* [PROVIDED PASSAGE]
********

Fellmanni Campus, Lahti, first CASO meeting. We had a formal introduction to the staff and what the programme would be for the next two weeks. The tutor/tour-guide was introduced to the SA students where she gave us a tour of the campus, explaining why the campus was designed in certain ways which was very different to our campuses in South Africa. Later that day the CASO group went on a bus ride to a lake house. Here everyone split into their work groups and went for a forest walk while discusses their various work packages. After which, we had a sauna and lake dip – part of Finnish tradition so we were told. After the sauna-lake team building experience, everyone got together in the conference room, where we got the chat with everyone, and get to know the group better, with everyone coming from a different part of the world and culture, this was a great experience on its own.

********

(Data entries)
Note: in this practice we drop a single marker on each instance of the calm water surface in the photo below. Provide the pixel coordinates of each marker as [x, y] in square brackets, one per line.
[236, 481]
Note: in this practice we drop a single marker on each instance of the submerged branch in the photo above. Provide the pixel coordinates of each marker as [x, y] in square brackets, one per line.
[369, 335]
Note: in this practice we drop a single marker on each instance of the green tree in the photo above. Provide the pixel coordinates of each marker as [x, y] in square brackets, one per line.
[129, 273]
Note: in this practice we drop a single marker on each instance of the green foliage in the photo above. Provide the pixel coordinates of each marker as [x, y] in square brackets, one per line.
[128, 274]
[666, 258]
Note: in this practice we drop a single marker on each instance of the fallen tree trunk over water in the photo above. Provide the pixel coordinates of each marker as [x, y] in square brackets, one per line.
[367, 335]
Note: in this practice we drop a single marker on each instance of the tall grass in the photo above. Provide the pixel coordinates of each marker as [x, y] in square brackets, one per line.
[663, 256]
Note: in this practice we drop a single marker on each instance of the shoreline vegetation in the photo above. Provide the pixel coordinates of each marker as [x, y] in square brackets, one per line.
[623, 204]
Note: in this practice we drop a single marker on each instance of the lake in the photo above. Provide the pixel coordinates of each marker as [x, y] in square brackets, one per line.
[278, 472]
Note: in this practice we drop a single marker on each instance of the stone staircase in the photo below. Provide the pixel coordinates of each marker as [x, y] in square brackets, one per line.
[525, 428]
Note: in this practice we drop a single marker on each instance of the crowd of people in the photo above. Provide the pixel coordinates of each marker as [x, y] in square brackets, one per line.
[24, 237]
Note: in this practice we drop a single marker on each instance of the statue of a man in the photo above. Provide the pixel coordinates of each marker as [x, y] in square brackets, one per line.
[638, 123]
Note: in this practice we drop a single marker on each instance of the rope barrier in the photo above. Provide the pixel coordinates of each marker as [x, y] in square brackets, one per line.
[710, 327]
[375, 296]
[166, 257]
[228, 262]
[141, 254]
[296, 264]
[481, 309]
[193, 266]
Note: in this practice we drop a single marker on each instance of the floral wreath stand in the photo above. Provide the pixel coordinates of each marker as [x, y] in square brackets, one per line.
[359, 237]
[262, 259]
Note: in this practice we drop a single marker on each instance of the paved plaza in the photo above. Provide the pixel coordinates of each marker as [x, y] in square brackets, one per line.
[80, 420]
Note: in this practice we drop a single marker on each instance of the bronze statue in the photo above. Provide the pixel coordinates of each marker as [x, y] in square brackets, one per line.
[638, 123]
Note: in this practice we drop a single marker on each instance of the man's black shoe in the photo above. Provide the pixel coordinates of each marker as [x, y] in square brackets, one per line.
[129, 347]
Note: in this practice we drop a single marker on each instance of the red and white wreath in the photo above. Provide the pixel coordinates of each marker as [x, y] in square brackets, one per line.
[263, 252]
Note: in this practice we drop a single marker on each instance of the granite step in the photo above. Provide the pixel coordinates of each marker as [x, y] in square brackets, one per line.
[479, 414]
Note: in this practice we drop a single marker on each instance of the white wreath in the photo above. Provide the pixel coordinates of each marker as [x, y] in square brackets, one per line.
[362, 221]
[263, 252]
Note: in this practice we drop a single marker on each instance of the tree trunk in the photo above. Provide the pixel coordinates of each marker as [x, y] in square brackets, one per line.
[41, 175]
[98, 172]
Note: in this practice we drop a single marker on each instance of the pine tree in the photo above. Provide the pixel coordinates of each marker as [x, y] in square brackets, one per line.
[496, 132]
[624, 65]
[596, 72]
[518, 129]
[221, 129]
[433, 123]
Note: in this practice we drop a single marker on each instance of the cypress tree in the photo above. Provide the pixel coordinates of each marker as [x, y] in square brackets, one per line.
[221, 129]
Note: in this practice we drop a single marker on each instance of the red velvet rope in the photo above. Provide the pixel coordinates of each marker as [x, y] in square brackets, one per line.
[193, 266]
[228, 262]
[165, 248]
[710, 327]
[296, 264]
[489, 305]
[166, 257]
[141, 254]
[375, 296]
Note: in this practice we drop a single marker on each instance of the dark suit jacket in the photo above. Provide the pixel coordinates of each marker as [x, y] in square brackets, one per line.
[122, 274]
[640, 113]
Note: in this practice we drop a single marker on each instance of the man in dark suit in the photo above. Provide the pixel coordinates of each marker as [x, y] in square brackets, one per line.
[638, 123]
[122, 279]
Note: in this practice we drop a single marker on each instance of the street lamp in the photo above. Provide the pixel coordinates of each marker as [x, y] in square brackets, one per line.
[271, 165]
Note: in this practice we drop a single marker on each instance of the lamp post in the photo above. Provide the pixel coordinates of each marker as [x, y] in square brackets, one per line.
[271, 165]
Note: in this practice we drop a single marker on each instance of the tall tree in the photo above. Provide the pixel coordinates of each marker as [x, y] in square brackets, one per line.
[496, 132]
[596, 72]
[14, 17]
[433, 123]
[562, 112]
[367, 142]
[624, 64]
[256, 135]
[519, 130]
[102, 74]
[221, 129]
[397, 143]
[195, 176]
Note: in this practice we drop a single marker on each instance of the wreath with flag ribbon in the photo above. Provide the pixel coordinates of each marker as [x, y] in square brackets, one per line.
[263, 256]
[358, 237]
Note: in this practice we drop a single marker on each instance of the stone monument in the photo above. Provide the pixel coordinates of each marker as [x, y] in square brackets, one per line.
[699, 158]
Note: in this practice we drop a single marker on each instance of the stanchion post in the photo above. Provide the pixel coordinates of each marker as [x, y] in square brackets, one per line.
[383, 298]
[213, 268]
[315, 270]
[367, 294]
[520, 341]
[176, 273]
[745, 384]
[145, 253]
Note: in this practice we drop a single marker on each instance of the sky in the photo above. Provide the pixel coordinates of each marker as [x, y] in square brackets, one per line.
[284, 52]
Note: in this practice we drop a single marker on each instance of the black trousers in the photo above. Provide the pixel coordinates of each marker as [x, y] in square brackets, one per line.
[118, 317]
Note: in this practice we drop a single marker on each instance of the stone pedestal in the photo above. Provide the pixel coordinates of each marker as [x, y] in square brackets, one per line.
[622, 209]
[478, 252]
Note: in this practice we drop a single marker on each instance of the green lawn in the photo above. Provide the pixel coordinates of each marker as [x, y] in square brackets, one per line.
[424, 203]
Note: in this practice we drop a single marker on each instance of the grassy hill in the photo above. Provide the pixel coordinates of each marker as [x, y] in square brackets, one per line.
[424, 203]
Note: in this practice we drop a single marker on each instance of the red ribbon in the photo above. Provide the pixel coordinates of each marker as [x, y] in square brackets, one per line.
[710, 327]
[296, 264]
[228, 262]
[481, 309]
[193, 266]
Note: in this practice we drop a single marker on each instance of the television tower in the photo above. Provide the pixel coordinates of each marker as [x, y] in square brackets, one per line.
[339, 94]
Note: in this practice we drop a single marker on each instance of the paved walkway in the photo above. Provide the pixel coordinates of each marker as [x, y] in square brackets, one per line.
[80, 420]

********

* [WHAT TO WORK ON]
Carry on the CASO meeting account from its last sentence. The listing is separate material and is not part of the CASO meeting account.

* [RESULT OF THIS EXERCISE]
The inter-cultural workshop was a new experience for us as it was our first time connecting with the huge amount of international students based at LAMK. Working with the other students in group work projects was a bit challenging as the communication was difficult to comprehend. Nonetheless gathering the thoughts and opinions of the others was insightful as their concepts were completely different to ours and it was intriguing to see their train of thought, cultural influences etc and how our thoughts could be adapted to think on the same wavelength as theirs. The workshop itself was a good experience, however, the lectures were a bit too long for the students to sit and pay attention to, and also an introduction to the workshop of why all the students were gathered should’ve been mentioned so that everyone could have an idea of what their purpose was. Overall it was a good lesson as CASO aims to build communities and this will mean coming into contact with people from different cultural groups.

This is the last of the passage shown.